EXTRACTED TEXT:
☆ ☆ ☆ ☆ ☆ ☆ ☆
Single Instruction, Multiple Data: SIMD in SSE

CS 301 Lecture, Dr. Lawlor

This is an old, simple, but powerful idea--"SIMD", which stands for Single Instruction Multiple Data:
You can do lots of interesting SIMD work without using any special instructions--plain old C will do, if you treat an "int" as 32 completely independent bits, because any normal "int" instructions will operate on all the bits at once.  This use of bitwise operations is often called "SIMD within a register (SWAR)" or "word-SIMD"; see Sean Anderson's "Bit Twiddling Hacks" for a variety of amazing examples.

Back in the 1980's, "vector" machines were quite popular in supercomputing centers.  For example, the 1988 Cray Y-MP was a typical vector machine.  When I was an undergraduate, ARSC still had a Y-MP vector machine.  The Y-MP had eight "vector" registers, each of which held 64 doubles (that's a total of 4KB of registers!).  A single Y-MP machine language instruction could add all 64 corresponding numbers in two vector registers, which enabled the Y-MP to achieve the (then) mind-blowing speed of *millions* floating-point operations per second.  Vector machines have now almost completely died out; the NEC SV-1 and the Japanese "Earth Simulator" are the last of this breed.  Vector machines are classic SIMD, because one instruction can modify 64 doubles.
☆ ☆ ☆ ☆ ☆ ☆ ☆
Can you extend the SIMD lecture above, picking up right after its last sentence?

DATA SEGMENT:
☆ ☆ ☆ ☆ ☆ ☆ ☆
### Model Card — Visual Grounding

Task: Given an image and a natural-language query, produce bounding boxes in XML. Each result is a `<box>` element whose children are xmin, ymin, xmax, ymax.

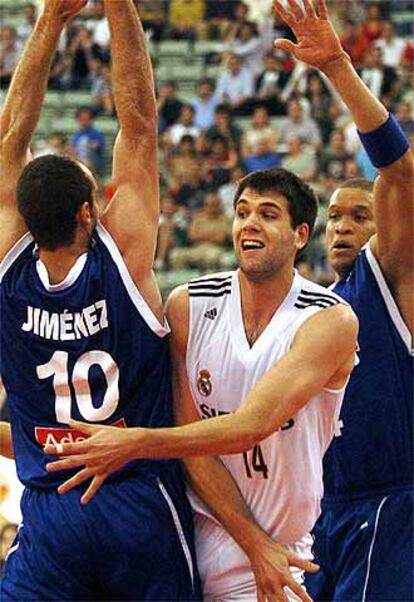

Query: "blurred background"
<box><xmin>0</xmin><ymin>0</ymin><xmax>414</xmax><ymax>548</ymax></box>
☆ ☆ ☆ ☆ ☆ ☆ ☆
EXERCISE ANSWER:
But the most common form of SIMD today are the "multimedia" instruction set extensions in normal CPUs.  The usual arrangment for multimedia instructions is for single instructions to operate on four 32-bit floats.  These four-float instructions exist almost everywhere nowdays:
We'll look at the x86 version below.

Parallel Floats in Assembly

Instead of "ss" using "ps" makes each operation work on four floats at once!
movaps xmm0,[a]
addps xmm0,xmm0 ; add each float to itself
movaps [out],xmm0 ; copy floats out to memory

push rax; align stack
extern farray_print ; prototype
mov rdi, out ; print the floats in memory
mov rsi,4 ; count of floats: four to print
call farray_print
pop rax ; clean up stack
ret

section .data align=16
a: dd 3.141592,1.0,10.0,100.0
out: dd 0,0,0,0

(Try this in NetRun now!)


Speeding up Floating Point code Using Streaming SIMD Extensions (SSE)

All the SSE instructions (listed below) scale out to parallel execution, SIMD style.  So "addss" adds one float, "addps" adds four floats, SIMD style.

single/
serial
packed/
parallel
single-precision "float"
ss
ps (4 floats)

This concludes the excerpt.